(Stored entries)

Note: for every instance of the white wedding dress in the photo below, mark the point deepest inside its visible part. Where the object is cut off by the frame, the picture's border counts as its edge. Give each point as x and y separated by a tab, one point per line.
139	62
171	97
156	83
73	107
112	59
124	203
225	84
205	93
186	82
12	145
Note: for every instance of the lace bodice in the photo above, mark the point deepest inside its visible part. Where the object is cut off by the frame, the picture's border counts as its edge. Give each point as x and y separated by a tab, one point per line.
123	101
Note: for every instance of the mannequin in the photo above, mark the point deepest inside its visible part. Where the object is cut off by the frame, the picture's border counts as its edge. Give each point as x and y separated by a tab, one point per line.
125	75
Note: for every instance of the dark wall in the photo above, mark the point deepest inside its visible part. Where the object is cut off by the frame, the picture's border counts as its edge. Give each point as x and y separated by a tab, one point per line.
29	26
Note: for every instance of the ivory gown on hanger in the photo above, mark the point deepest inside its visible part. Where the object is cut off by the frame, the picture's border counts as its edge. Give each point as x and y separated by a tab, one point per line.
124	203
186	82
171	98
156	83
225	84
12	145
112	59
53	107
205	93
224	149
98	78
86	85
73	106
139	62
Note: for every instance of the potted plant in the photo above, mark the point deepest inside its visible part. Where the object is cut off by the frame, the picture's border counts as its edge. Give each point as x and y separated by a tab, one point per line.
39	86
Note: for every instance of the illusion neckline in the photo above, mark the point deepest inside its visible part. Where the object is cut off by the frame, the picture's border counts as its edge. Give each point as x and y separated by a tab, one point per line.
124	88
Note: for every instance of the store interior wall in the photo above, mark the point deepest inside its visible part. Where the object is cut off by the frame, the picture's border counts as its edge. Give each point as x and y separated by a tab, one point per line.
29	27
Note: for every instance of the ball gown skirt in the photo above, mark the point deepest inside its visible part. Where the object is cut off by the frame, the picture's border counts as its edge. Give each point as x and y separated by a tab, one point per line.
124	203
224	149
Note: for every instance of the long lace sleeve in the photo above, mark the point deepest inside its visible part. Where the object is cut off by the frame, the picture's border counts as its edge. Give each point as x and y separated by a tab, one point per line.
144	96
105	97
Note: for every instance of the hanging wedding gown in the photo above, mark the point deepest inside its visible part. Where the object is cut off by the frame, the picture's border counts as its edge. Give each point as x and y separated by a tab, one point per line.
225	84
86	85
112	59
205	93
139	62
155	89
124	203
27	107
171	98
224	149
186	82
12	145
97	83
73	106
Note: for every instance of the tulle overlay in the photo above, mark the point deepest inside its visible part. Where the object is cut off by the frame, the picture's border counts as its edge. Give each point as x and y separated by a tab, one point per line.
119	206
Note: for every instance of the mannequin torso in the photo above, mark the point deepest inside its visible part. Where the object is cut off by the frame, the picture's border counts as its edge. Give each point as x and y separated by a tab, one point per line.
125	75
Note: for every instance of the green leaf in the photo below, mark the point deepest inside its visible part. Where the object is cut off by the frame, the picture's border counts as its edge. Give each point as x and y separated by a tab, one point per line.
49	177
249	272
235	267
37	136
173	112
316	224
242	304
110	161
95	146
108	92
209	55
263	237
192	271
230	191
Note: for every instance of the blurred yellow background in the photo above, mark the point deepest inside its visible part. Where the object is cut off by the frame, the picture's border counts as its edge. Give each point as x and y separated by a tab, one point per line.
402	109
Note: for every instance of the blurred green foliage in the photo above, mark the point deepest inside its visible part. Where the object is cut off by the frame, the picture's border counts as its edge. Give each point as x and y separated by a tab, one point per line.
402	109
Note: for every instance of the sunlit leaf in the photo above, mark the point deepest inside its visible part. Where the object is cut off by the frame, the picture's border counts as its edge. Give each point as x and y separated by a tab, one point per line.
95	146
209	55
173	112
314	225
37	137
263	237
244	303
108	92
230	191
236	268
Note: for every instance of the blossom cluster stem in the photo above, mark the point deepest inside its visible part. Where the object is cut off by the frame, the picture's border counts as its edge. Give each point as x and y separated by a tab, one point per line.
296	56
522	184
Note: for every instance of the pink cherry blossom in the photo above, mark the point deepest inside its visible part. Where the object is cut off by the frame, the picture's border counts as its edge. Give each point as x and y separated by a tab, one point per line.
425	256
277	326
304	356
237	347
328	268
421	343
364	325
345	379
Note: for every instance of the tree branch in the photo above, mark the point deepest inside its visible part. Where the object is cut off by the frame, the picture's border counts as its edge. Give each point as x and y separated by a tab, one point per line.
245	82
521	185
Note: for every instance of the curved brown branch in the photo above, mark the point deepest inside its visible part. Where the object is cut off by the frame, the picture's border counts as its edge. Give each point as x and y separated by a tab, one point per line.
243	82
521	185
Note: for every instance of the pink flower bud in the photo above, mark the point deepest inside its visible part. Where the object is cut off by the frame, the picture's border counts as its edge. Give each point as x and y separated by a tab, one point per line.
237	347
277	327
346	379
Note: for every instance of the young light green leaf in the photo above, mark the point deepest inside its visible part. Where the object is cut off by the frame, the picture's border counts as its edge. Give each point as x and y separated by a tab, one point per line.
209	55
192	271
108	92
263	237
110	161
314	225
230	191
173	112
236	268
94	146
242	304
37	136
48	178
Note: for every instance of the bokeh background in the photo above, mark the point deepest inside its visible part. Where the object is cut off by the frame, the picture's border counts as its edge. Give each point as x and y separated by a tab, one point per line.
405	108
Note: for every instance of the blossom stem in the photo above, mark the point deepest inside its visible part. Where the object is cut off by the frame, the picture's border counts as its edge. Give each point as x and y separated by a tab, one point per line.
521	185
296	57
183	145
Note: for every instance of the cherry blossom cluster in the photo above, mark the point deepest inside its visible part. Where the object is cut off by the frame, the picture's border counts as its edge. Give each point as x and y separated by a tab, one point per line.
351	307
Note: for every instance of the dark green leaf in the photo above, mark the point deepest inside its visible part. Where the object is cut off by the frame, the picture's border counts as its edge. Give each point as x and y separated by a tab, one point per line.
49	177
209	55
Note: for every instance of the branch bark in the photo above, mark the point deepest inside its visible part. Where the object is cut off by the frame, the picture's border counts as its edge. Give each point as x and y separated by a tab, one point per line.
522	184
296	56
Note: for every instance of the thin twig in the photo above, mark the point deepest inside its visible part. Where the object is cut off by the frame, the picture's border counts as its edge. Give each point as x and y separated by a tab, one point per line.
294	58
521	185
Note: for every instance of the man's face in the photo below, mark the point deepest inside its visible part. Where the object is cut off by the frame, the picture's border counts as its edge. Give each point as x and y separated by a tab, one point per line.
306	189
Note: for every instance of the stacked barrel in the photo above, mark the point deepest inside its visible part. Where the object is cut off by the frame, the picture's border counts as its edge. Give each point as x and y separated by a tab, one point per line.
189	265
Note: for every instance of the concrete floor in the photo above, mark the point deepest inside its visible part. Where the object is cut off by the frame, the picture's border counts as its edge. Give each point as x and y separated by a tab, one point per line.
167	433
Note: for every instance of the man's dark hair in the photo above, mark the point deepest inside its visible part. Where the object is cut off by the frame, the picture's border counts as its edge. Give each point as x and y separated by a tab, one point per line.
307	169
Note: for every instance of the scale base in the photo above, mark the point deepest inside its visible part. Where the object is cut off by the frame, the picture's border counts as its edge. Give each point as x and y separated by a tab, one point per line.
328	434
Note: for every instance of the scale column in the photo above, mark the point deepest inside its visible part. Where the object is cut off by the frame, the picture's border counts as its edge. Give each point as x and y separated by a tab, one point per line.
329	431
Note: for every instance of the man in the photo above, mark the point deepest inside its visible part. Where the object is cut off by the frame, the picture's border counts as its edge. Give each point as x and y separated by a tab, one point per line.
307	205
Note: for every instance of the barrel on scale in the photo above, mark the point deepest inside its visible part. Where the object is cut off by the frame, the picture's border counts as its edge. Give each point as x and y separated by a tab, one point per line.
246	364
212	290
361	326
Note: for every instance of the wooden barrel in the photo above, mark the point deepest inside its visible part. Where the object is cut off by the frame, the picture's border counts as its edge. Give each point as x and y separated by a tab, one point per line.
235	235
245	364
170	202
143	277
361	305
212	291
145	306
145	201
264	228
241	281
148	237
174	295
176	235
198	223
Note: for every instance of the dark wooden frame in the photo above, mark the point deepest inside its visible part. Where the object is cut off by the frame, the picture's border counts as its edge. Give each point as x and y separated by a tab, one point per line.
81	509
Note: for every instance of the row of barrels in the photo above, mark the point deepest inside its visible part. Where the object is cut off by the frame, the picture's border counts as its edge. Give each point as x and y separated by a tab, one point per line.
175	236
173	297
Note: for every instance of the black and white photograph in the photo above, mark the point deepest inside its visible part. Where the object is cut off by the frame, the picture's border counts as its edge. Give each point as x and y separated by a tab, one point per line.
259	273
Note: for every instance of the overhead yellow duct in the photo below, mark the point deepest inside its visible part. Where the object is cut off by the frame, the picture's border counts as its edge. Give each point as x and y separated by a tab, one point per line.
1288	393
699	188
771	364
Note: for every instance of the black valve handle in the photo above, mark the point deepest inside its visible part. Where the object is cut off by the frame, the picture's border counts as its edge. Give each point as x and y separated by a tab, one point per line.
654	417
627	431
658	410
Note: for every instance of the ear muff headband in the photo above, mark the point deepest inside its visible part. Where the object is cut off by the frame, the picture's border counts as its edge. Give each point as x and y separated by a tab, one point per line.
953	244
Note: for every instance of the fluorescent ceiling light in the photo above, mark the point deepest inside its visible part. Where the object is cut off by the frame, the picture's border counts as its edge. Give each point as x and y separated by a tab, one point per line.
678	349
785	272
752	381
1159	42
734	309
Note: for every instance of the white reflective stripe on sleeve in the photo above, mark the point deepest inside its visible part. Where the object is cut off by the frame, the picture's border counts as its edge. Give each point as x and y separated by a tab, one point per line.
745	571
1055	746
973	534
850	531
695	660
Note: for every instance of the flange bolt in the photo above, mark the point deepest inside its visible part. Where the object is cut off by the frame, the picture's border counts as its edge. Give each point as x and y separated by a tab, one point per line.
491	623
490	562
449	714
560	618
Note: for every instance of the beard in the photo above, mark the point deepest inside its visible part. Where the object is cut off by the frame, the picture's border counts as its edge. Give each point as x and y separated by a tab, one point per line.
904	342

PROBLEM STATEMENT =>
From the line holding "Note: for every instance of the black valve" down to the final line above, quote every line exactly and only those lines.

SOLVED EXERCISE =>
Note: for every instance of the black valve handle in the photo above, mark the point deepest inside its visible part. Where the object is cut off by the frame, the picture's border counts as its edge. Give each point as x and y separated by a tab, one point per line.
654	417
627	431
658	410
Note: for every instance of the ear muff headband in the photo above, mark the point deepest inside its visible part. Where the object is cut off by the frame, the picture's border counts as its edge. Give each point as x and y separated by a tab, one point per line.
953	244
Note: for every instance of the fluorescent ceiling light in the photo above, mark the point deepest inside its visible part. Where the object is cut off by the frame, the picture's border counts as its edge. Give each point as x and y separated by a tab, one point per line.
678	349
785	272
752	381
1159	42
734	309
Note: for every instance of the white reflective stripe on sleeve in the photo above, mark the point deepest inside its visible part. Where the object is cut off by the frame, the picture's border counts as its edge. Give each point as x and y separated by a tab, one point per line.
745	571
1055	746
973	534
850	531
695	660
Note: for every instance of the flange bolt in the photo above, mark the point deepest inside its visible part. Where the object is cut off by the frame, the picture's border counts as its edge. Give each point as x and y separated by a tab, one point per line.
491	623
490	562
449	714
560	618
Note: for every instance of the beard in the photo above, mark the point deepest inside its visible part. Where the object is cut off by the frame, the picture's border counts as its edge. Give each point as x and y separated by a tab, one point per line.
904	342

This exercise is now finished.